** Start of Data provided **

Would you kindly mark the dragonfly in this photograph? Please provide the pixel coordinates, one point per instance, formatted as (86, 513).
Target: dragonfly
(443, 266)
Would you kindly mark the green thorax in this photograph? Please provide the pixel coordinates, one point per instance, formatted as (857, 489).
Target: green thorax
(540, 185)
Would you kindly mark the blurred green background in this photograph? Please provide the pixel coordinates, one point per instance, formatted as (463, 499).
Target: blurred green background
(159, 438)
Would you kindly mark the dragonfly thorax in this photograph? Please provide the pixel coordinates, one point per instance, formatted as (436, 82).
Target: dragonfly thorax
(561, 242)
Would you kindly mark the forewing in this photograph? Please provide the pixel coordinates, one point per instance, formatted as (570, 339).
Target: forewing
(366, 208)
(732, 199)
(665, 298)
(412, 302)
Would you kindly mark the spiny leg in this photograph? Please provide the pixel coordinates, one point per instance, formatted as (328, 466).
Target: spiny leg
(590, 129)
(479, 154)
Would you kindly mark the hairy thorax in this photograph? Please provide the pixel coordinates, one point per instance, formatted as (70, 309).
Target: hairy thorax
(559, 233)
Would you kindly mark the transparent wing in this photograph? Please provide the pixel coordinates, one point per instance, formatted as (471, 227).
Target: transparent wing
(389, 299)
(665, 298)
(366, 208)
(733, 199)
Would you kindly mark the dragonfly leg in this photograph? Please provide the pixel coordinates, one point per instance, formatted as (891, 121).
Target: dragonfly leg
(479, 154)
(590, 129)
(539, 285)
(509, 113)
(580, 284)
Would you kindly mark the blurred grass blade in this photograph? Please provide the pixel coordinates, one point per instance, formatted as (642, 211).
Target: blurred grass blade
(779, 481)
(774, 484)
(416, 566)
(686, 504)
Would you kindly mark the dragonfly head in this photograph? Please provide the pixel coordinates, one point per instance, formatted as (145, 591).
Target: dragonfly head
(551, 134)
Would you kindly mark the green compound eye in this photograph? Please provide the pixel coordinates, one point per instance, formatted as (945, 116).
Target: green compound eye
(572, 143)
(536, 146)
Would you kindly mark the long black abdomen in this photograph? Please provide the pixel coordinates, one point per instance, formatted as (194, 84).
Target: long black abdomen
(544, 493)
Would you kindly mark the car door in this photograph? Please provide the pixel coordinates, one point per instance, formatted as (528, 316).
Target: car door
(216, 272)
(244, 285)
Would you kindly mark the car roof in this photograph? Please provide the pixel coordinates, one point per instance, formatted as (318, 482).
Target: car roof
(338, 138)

** End of Data provided **

* _Your objective_
Update the rows so that every "Would you kindly" becomes "Could you please". Keep every other part of the rows the same.

* _Answer to this task_
Could you please mark the dragonfly in this photograph? Please provide the pixel coordinates, one point per instance, formatted as (86, 513).
Target: dragonfly
(443, 266)
Could you please mark the green thorax in this photograph? Please provide the pixel coordinates, one point per instance, formatted as (857, 489).
Target: green thorax
(540, 185)
Could you please mark the blurred green background in this photograph? Please provide the pixel coordinates, one point per instance, formatted as (463, 499).
Target: blurred green background
(159, 438)
Could you please mark the dragonfly thorax in this photograph? Please provide the pixel coordinates, one point per instance, formatted as (436, 82).
Target: dragonfly thorax
(561, 242)
Could you please mark the forewing in this photograph? Please provide the pixel coordinates, one point per instance, formatted as (570, 339).
Target: forewing
(366, 208)
(732, 199)
(665, 298)
(412, 302)
Could you please mark the spiny leg in this photograph? Please provide the pixel coordinates, one point per instance, formatted as (328, 466).
Target: spiny leg
(590, 129)
(479, 154)
Could you please mark the hairy thorax in this photograph? Please provide the pixel coordinates, one point per instance, formatted as (70, 309).
Target: hairy thorax
(559, 233)
Could you please mark the transparent wing in this photograph? Please provide the pixel coordinates, one point per instance, formatted as (471, 227).
Target: transparent wing
(389, 299)
(665, 298)
(366, 208)
(733, 199)
Could you please mark the dragonfly leg in this photograph? Please provide the pixel coordinates, one point per instance, formatted as (891, 121).
Target: dragonfly leg
(479, 154)
(590, 129)
(539, 285)
(509, 113)
(580, 284)
Could you please mark the blurred grass blade in this photograph? Please provide the pixel coordinates, one point per instance, formatted as (642, 211).
Target: blurred grass blade
(779, 481)
(774, 484)
(416, 566)
(686, 504)
Could you please mark the dragonfly head in this photograph? Please provide the pixel coordinates, one point per instance, formatted as (145, 591).
Target: dragonfly head
(551, 134)
Could you please mark the green compound eye in this photograph? Please provide the pixel coordinates, one point per instance, formatted as (945, 116).
Target: green compound eye
(572, 143)
(536, 146)
Could you please mark the long black abdomen in this photograph? Please provide the pixel coordinates, one point per instance, formatted as (194, 84).
Target: long black abdomen
(544, 493)
Could you please mark the car door in this photograph? Please provide the pixel coordinates, one point per instance, formatted as (528, 316).
Target: car door
(216, 272)
(244, 285)
Could you please mark the car roof in this photograph? Please provide the pixel coordinates, one point per instance, formatted as (318, 482).
Target: car roof
(338, 138)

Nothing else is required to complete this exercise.